Exercise details:
Please return all the records exactly, with nothing left out.
* * * *
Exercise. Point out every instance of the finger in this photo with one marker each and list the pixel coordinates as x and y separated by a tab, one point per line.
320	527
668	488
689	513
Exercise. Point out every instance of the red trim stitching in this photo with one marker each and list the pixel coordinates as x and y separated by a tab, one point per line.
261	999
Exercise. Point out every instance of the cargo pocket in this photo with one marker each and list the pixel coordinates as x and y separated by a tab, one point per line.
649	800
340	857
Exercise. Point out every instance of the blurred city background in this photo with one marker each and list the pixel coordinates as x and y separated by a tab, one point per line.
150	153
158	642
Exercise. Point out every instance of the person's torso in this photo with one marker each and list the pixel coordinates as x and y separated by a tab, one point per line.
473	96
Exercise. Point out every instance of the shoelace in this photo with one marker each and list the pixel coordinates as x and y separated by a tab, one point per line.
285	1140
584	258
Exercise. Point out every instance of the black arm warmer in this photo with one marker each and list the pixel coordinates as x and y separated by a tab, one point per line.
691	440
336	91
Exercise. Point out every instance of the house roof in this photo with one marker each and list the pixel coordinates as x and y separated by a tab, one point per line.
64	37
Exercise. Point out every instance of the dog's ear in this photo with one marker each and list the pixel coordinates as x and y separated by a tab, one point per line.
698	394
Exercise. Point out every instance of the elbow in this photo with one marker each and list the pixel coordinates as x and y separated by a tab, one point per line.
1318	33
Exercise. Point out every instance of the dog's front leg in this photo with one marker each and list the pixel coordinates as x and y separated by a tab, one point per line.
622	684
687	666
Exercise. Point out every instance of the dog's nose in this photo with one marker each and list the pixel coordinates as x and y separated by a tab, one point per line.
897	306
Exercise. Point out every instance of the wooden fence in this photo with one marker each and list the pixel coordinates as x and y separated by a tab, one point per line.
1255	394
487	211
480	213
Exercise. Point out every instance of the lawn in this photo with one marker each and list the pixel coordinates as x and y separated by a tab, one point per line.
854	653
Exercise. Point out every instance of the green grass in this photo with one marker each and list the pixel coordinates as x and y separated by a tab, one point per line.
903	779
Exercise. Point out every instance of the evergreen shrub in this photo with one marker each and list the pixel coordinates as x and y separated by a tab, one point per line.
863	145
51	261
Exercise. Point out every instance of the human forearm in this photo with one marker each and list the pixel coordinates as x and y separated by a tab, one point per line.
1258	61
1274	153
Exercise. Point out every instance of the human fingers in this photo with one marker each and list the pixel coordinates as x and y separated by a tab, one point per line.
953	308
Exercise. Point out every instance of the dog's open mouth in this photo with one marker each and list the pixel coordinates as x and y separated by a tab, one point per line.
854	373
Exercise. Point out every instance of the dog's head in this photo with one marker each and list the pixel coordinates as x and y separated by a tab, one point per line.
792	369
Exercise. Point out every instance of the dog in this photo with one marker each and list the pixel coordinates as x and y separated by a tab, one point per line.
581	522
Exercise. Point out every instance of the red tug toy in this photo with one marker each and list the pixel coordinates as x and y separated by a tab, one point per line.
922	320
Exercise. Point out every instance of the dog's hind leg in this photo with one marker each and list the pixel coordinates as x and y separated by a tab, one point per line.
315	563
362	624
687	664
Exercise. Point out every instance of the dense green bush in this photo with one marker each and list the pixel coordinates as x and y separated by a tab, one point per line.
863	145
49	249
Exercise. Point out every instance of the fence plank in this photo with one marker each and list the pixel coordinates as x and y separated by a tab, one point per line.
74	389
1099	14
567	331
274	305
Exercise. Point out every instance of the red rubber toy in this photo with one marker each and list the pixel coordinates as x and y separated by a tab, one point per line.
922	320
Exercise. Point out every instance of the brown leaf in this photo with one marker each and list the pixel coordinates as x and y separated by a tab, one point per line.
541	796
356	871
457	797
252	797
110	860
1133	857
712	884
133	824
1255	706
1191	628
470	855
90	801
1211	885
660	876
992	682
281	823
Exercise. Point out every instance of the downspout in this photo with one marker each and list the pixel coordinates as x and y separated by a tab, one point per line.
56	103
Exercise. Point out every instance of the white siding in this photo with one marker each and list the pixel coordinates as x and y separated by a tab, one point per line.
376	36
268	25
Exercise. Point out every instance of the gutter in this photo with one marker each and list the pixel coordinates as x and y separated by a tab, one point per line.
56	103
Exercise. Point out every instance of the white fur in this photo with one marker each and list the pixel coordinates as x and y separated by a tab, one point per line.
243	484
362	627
* * * *
Exercise answer:
Exercise. Point out every instance of the finger in this photo with one marker each and list the pixel coordinates as x and y separated by a tab, one point per line.
320	527
668	488
689	513
Exercise. Point out every instance of the red trim stitching in this photo with one marker each and list the pixel coordinates as x and y separated by a tab, one point per line.
261	999
Exercise. Point out every instance of the cargo pocket in this photo with one marker each and list the pixel coordinates as x and y separated by a tab, one point per line.
649	800
340	857
Exercise. Point out every instance of the blurred city background in this photo with one marker each and list the pixel coordinates as x and y separated by a tab, one point per line.
150	153
158	642
Exercise. Point out every instance of the person's torso in this photo with one marker each and list the pixel coordinates as x and y separated by a tab, one point per line.
473	96
Exercise. Point out every instance of the shoelace in this photo with one marker each and list the pixel coordinates as x and y separated by a tab, one point per line.
285	1140
584	258
Exercise. Point out every instance of the black arm warmer in this photo with one marker each and list the pixel coordinates as x and y separated by a tab, one point per line.
691	440
336	91
Exercise. Point out every instance of the house roof in this photo with one marker each and list the pixel coordinates as x and y separated by a tab, one point per line.
64	37
Exercise. Point out every instance of the dog's ear in this photo with one marker each and list the pixel coordinates as x and y separated by a tab, one point per line.
698	394
Exercise. Point out every instance of the elbow in this photo with one marker each and list the pixel coordinates as x and y separated by a tab, one point per line.
1318	33
Exercise. Point out every instance of the dog's front leg in this photo with one marker each and list the pixel coordinates as x and y separated by a tab, one point per line.
622	684
687	666
Exercise. Point out every instance of the dog's nose in this photo with one marker each and list the pixel coordinates as x and y separated by a tab, one point per line.
897	306
Exercise. Point out every instance of the wooden fence in this photo with one marker each and list the pixel coordinates as x and y separated by a tab, one point per line.
1255	394
487	211
480	213
Exercise. Point out every instance of the lawn in this photo with one marker each and list the pixel coordinates as x and y separated by a tab, one point per line.
854	653
Exercise. Point out every instance of the green grass in this photo with one marker each and list the pixel coordinates as x and y separated by a tab, one point per line.
903	779
Exercise. Point out every instance of the evergreen shrub in this photo with one marker each and list the pixel coordinates as x and y separated by a tab, one point per line.
863	145
51	261
Exercise. Point out every instance of the human forearm in this photo with one marker each and list the pixel coordinates as x and y separated by a tab, one point per line.
1258	61
1274	153
Exercise. Point out every instance of the human fingers in this photo with one marker each and list the pixel coordinates as x and y separated by a tab, one point per line.
953	308
Exercise. Point out every instance of the dog's open mouth in this photo with one marker each and list the pixel coordinates as x and y separated by a tab, one point per line.
854	373
Exercise. Point out every instance of the dog's head in this photo with one marker each and list the pixel coordinates as x and y separated by a tab, one point per line.
792	369
Exercise. Point out every instance of the dog in this photo with one marker each and list the pixel coordinates as x and y separated by a tab, one point per line.
581	522
Exercise. Point out every instance of the red tug toy in this photo with one marker each and list the pixel coordinates as x and y separated by a tab, one point per line.
922	320
Exercise. Point out every instance of the dog's hind leg in this photo with one marker each and list the pixel coordinates as x and y separated by a tab, one point per line.
315	563
362	624
687	664
Exercise. Point out every instance of the dense green bush in this photo with one marker each and list the pixel coordinates as x and y separated by a tab, one point per line.
863	145
49	249
Exercise. Point out every instance of the fence plank in this photo with one marker each and list the pixel coordinates as x and y separated by a tab, one point per line.
74	389
1099	14
567	331
274	305
Exercise. Point out every instance of the red rubber toy in this photo with one marker each and list the pixel coordinates as x and y separated by a tab, one point per line.
922	320
Exercise. Point out every instance of the brown leaf in this photo with one marker each and list the pixel coordinates as x and y separated by a tab, one point per line.
541	796
356	871
457	797
252	797
110	860
1133	857
712	884
133	824
1255	706
1191	628
470	855
90	801
1211	885
660	876
992	682
281	823
Exercise. Point out every instance of the downspout in this photo with one marker each and list the pixel coordinates as x and y separated by a tab, one point per line.
56	103
Exercise. Point out every instance of the white siding in this photo with one marker each and list the pixel coordinates as x and y separated by a tab, one point per line.
376	36
268	25
Exercise. Point out every instance of the gutter in this photo with one marker each and list the pixel coordinates as x and y separated by a tab, one point per line.
56	103
Exercise. Point out every instance of the white fur in this photo with one marker each and list the pixel coordinates as x and y separated by a tab, one point per line.
243	484
362	627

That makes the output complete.